#### Page extract
>> Start
But other conservatives are keen on lowering tariffs and taking advantage of greater economic trade with the Pacific nations surrounding China. Grover Norquist, the chief of Americans for Tax Reform, supports the pact, while acknowledging flaws in intellectual-property provisions, among others.
“This is both sound foreign policy and it’s great economic policy,” Norquist told National Journal. “It’s 4,000 pages of tax cuts. Tariffs … tariffs suck. Tariffs kill jobs. Tariffs slow the economy. This is good. It’s not everything you wanted—no. But it’s progress towards almost everything you wanted.”
The GOP opposition, in his mind, “has everything to do with who wrote it and not what’s in it.”
Whether this juncture signifies a greater surge in the populist wing of the GOP—or merely measures a passing moment, as others have before—is up for debate.
“There’s a Buchanan wing that’s been anti-trade, anti-immigrant for quite some time, and we’re just seeing another round of that in Cruz and in Trump,” says Douglas Holtz-Eakin, the director of domestic and economic policy for John McCain’s 2008 presidential campaign. Holtz-Eakin, who served in George W. Bush’s Council of Economic Advisers, can remember the Republican-led House’s squeaker vote in 2002 granting the White House enhanced trade-negotiating powers. “Not a new phenomenon. Visible on the campaign trail—I don’t disagree with that. It’s been around before.”
>> End
#### Raw data
>> Start
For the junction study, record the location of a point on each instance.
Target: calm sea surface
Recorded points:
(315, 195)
>> End
>> Start
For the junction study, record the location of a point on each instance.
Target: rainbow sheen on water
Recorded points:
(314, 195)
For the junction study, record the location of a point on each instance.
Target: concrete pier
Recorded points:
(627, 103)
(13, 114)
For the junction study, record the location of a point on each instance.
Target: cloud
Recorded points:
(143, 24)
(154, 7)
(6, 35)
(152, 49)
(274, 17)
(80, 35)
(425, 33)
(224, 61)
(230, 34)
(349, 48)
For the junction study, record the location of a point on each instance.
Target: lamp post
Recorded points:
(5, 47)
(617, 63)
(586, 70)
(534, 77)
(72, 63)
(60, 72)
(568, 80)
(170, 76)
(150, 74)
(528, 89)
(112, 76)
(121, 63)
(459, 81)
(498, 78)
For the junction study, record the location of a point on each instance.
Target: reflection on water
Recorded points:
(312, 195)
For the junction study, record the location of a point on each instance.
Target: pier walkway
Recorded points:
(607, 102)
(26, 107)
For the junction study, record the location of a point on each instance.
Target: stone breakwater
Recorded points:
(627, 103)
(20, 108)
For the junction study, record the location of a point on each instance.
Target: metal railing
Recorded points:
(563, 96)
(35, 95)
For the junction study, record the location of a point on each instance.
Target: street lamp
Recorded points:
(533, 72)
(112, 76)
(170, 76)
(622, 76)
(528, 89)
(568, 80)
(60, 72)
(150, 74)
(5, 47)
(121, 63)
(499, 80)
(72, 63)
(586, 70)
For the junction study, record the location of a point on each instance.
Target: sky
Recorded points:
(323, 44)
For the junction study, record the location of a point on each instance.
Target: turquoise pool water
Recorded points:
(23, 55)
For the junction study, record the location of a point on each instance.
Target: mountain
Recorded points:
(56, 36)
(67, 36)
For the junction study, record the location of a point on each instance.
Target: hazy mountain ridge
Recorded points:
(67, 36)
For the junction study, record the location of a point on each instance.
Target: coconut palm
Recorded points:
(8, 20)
>> End
#### Actions to take
1. Reproduce word for word everything in the trade-pact excerpt from "The GOP opposition, in" down to "up for debate.".
2. Report every line of the records that contains the string "pier", treating uppercase and lowercase as different.

#### Responses by task
1.
The GOP opposition, in his mind, “has everything to do with who wrote it and not what’s in it.”
Whether this juncture signifies a greater surge in the populist wing of the GOP—or merely measures a passing moment, as others have before—is up for debate.

2.
Target: concrete pier
Target: pier walkway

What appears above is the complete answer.